Information supplied: Begin
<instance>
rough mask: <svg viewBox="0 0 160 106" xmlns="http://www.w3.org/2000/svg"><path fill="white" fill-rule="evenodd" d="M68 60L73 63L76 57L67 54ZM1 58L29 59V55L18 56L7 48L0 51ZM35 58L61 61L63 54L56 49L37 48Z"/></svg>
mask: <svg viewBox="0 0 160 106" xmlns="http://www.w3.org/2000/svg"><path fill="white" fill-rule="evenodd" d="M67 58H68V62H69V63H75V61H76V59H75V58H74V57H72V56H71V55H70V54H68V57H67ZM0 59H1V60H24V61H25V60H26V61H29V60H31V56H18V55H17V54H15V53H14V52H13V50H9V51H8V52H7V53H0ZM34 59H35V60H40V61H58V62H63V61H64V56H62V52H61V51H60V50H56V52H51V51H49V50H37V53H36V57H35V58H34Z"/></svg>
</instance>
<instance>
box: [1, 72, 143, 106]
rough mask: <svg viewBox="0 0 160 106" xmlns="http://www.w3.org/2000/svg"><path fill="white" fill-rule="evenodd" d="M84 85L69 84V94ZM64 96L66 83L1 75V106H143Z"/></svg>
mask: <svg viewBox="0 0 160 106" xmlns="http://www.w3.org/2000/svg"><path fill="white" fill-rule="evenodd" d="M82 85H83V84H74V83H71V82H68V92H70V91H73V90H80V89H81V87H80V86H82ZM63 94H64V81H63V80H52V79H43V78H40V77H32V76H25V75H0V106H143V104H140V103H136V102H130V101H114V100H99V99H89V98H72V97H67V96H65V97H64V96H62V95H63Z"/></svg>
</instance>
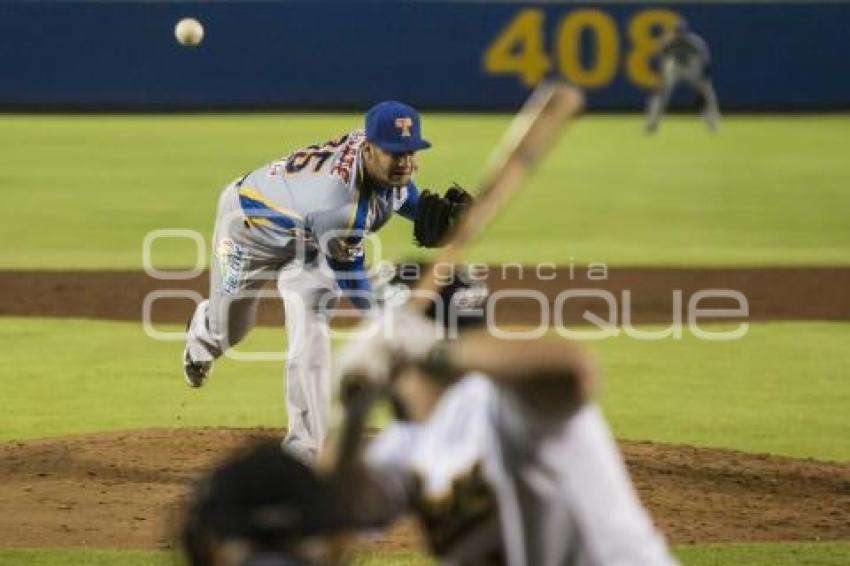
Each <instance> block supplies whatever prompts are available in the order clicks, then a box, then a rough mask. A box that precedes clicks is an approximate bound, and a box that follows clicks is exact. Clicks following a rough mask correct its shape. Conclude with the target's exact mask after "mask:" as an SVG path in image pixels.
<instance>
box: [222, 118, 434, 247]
mask: <svg viewBox="0 0 850 566" xmlns="http://www.w3.org/2000/svg"><path fill="white" fill-rule="evenodd" d="M364 141H365V134H364V132H363V131H362V130H354V131H352V132H349V133H348V134H345V135H344V136H342V137H340V138H338V139H336V140H331V141H329V142H326V143H324V144H321V145H310V146H307V147H306V148H304V149H301V150H299V151H295V152H293V153H291V154H290V155H288V156H286V157H284V158H282V159H279V160H277V161H273V162H272V163H269V164H267V165H264V166H263V167H260V168H259V169H256V170H255V171H252V172H251V173H248V174H247V175H245V177H243V178H242V179H241V180H240V181H238V182H237V186H238V191H239V202H240V204H241V206H242V210H243V212H244V214H245V217H246V219H247V220H248V222H250V224H251V225H252V226H253V227H256V228H257V233H258V234H260V235H261V236H262V237H263V238H264V239H265V240H266V241H270V242H273V241H275V240H278V241H279V240H281V239H284V240H286V239H288V238H291V237H293V236H295V237H304V238H306V239H307V240H308V241H309V242H311V243H314V244H318V245H321V248H322V250H323V251H324V252H325V253H326V254H328V255H329V256H330V257H332V258H333V259H335V260H337V261H354V260H356V259H357V258H359V257H362V255H363V248H362V238H363V236H364V235H365V234H366V233H368V232H374V231H377V230H378V229H380V228H381V227H382V226H383V225H384V224H386V222H387V221H388V220H389V218H390V216H391V215H392V213H393V211H394V210H395V211H398V212H399V213H400V214H402V215H404V216H406V217H408V218H413V215H414V213H415V207H416V202H417V200H418V191H417V189H416V186H415V185H414V184H413V183H412V182H411V183H410V184H409V185H408V186H407V187H379V186H374V185H371V186H365V185H366V183H365V182H364V175H363V171H362V170H361V160H360V148H361V146H362V144H363V142H364Z"/></svg>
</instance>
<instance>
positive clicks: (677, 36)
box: [659, 32, 711, 66]
mask: <svg viewBox="0 0 850 566" xmlns="http://www.w3.org/2000/svg"><path fill="white" fill-rule="evenodd" d="M659 55H660V57H661V58H662V59H671V60H673V61H675V62H676V63H678V64H679V65H685V66H689V65H700V66H704V65H706V64H707V63H709V62H710V60H711V54H710V52H709V50H708V44H707V43H706V42H705V40H704V39H703V38H701V37H700V36H698V35H697V34H695V33H693V32H688V33H685V34H682V35H677V36H675V37H673V39H671V40H670V41H669V42H667V43H666V44H665V45H664V47H662V48H661V50H660V51H659Z"/></svg>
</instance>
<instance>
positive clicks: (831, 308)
mask: <svg viewBox="0 0 850 566" xmlns="http://www.w3.org/2000/svg"><path fill="white" fill-rule="evenodd" d="M603 276H604V278H603ZM488 283H489V285H490V287H491V289H492V290H494V291H498V290H504V289H528V290H533V291H539V292H541V293H542V294H543V295H544V296H545V297H546V298H547V299H548V304H549V305H554V304H555V298H556V297H557V296H558V295H559V294H560V293H563V292H564V291H565V290H567V289H596V290H600V291H607V292H610V293H611V294H612V296H613V298H614V300H615V301H616V303H617V307H618V308H617V317H618V318H617V320H618V321H620V322H622V319H623V311H624V308H623V307H624V302H625V299H624V297H623V292H624V291H630V298H629V300H630V303H631V307H630V308H629V309H628V310H629V312H630V314H631V320H632V321H633V322H668V321H670V320H671V319H672V318H673V304H674V293H675V292H676V291H677V290H678V291H681V295H682V303H683V305H685V307H687V304H688V300H689V299H691V298H692V297H693V296H694V293H696V292H697V291H700V290H706V289H732V290H736V291H739V292H740V293H742V294H743V295H744V296H745V297H746V299H747V303H748V306H749V315H748V316H747V317H745V318H748V319H749V320H754V321H755V320H850V293H847V289H850V268H764V269H756V268H752V269H751V268H746V269H736V268H716V269H695V268H610V269H608V270H607V271H606V272H604V273H601V272H600V271H598V270H597V271H593V272H589V271H588V269H587V268H586V267H579V266H573V267H570V266H564V267H559V268H557V269H556V268H555V267H554V266H548V267H547V266H545V265H544V266H538V267H536V268H535V267H532V266H519V265H513V266H511V265H508V266H501V267H498V266H496V267H493V266H491V268H490V270H489V276H488ZM163 290H188V291H195V292H197V293H199V294H200V295H201V296H205V295H206V293H207V276H206V274H204V275H201V276H198V277H194V278H192V279H188V280H180V281H176V280H175V281H164V280H157V279H153V278H151V277H149V276H148V275H146V274H145V273H144V272H141V271H0V316H56V317H82V318H101V319H109V320H140V319H141V317H142V306H143V302H144V299H145V296H147V295H148V294H149V293H151V292H152V291H163ZM269 291H270V293H271V294H274V291H273V290H272V289H269ZM734 303H735V302H734V301H728V300H726V301H723V300H717V299H707V300H704V301H702V302H701V303H700V304H699V306H700V307H708V308H735V307H736V306H737V305H736V304H734ZM191 308H192V303H191V302H190V300H188V299H185V298H184V299H178V298H171V299H160V300H157V301H155V302H153V307H152V311H151V312H152V320H153V321H154V322H160V323H165V322H176V323H184V322H185V321H186V318H187V316H188V314H189V313H190V312H191ZM607 309H608V306H607V304H606V303H605V301H604V300H603V299H601V298H599V297H596V298H593V297H583V298H581V297H578V298H573V299H570V300H569V301H568V303H567V304H566V306H565V307H564V308H563V309H562V312H563V315H564V320H565V321H566V322H568V323H576V322H581V321H582V318H581V317H582V314H583V313H584V312H585V311H590V312H592V313H594V314H596V315H597V316H601V317H604V318H606V319H608V318H609V315H608V312H607ZM548 310H549V311H550V315H554V308H552V309H548ZM679 310H680V312H681V311H682V309H679ZM540 312H541V309H540V307H539V305H538V304H537V303H535V302H534V301H532V300H529V299H528V298H526V299H518V298H503V299H501V300H500V301H498V303H497V308H496V318H497V320H498V321H499V323H506V324H507V323H512V324H537V323H538V322H539V321H540V318H541V314H540ZM258 320H259V323H260V324H264V325H279V324H281V322H282V320H283V318H282V310H281V306H280V301H279V300H277V299H270V300H267V301H266V302H265V304H264V305H263V307H262V308H261V309H260V313H259V319H258ZM685 320H686V319H685Z"/></svg>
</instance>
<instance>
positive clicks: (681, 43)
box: [646, 32, 720, 132]
mask: <svg viewBox="0 0 850 566" xmlns="http://www.w3.org/2000/svg"><path fill="white" fill-rule="evenodd" d="M658 58H659V62H660V66H661V89H660V90H658V92H656V93H654V94H653V95H652V96H651V97H650V98H649V103H648V104H647V112H646V113H647V122H646V130H647V131H648V132H654V131H655V130H656V129H657V128H658V122H659V121H660V120H661V116H662V114H663V113H664V110H665V108H666V107H667V103H668V102H669V101H670V96H672V94H673V90H674V89H675V88H676V86H677V85H678V84H679V83H682V82H684V83H686V84H688V86H690V87H691V88H692V89H694V90H695V91H696V92H698V93H699V94H700V95H701V96H702V98H703V100H704V101H705V109H704V111H703V118H704V119H705V121H706V124H707V125H708V127H709V128H710V129H711V130H712V131H714V130H716V129H717V123H718V122H719V121H720V107H719V105H718V103H717V94H716V93H715V92H714V85H713V84H712V81H711V76H710V73H709V72H708V68H709V64H710V63H711V53H710V52H709V50H708V45H707V44H706V43H705V40H703V39H702V38H701V37H700V36H698V35H697V34H695V33H691V32H688V33H680V34H677V35H676V36H675V37H673V39H671V40H670V41H668V42H667V43H666V44H665V45H664V46H663V47H662V48H661V50H660V51H659V53H658Z"/></svg>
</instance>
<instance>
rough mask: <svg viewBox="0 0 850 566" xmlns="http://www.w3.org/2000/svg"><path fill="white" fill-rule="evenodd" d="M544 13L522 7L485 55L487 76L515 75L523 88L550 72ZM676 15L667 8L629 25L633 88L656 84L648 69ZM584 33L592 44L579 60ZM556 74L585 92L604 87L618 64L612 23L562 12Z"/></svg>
mask: <svg viewBox="0 0 850 566" xmlns="http://www.w3.org/2000/svg"><path fill="white" fill-rule="evenodd" d="M544 18H545V16H544V14H543V11H542V10H537V9H525V10H520V11H519V13H517V15H516V16H515V17H514V18H513V19H512V20H511V21H510V22H509V23H508V25H507V26H505V29H503V30H502V31H501V33H499V35H498V36H496V38H495V39H494V40H493V42H492V43H491V44H490V45H489V46H488V47H487V49H486V51H485V52H484V70H485V71H486V72H488V73H491V74H515V75H517V77H518V78H519V80H520V81H521V82H522V83H523V84H524V85H526V86H529V87H531V86H534V85H535V84H537V83H538V82H540V80H541V79H543V77H544V76H545V75H546V73H548V72H549V70H550V69H551V68H552V62H551V59H550V57H549V55H547V53H546V50H545V48H544V44H545V37H544V36H545V33H544V25H543V24H544ZM680 19H681V17H680V16H679V15H678V14H677V13H675V12H672V11H670V10H661V9H652V10H643V11H641V12H638V13H637V14H635V15H634V16H633V17H632V18H631V19H630V20H629V22H628V26H627V28H628V30H627V33H628V40H629V43H630V49H629V51H628V53H627V54H626V57H625V62H624V66H625V72H626V76H627V77H628V79H629V80H630V81H631V82H632V83H633V84H635V85H637V86H640V87H644V88H653V87H656V86H658V84H659V77H658V75H657V74H656V73H655V72H654V71H653V70H652V67H651V66H650V58H651V57H652V55H653V54H654V53H655V50H656V49H657V48H658V43H659V41H660V38H661V37H662V36H663V32H664V31H667V30H669V29H672V28H673V27H674V26H675V25H676V23H677V22H678V21H680ZM584 34H589V37H590V38H591V43H592V44H593V46H594V50H593V51H594V53H595V57H594V58H593V59H592V60H589V58H586V57H582V51H581V46H582V37H583V36H584ZM555 52H556V54H557V57H558V70H559V71H560V73H561V75H563V76H564V78H566V79H567V80H569V81H570V82H571V83H573V84H575V85H578V86H581V87H585V88H589V89H594V88H602V87H605V86H607V85H609V84H610V83H611V82H612V81H613V80H614V79H615V78H616V75H617V70H618V68H619V66H620V36H619V34H618V31H617V24H616V22H615V21H614V19H613V18H612V17H611V16H610V15H608V14H606V13H605V12H603V11H601V10H591V9H581V10H573V11H571V12H569V13H567V14H566V15H565V16H564V17H563V18H562V19H561V22H560V24H559V25H558V32H557V47H556V49H555Z"/></svg>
Information supplied: End
_Exercise aim_
Locate each line of the records that contains the word "positive" and copy those lines out in full.

_Answer box_
positive clicks: (677, 36)
positive clicks: (831, 308)
positive clicks: (681, 43)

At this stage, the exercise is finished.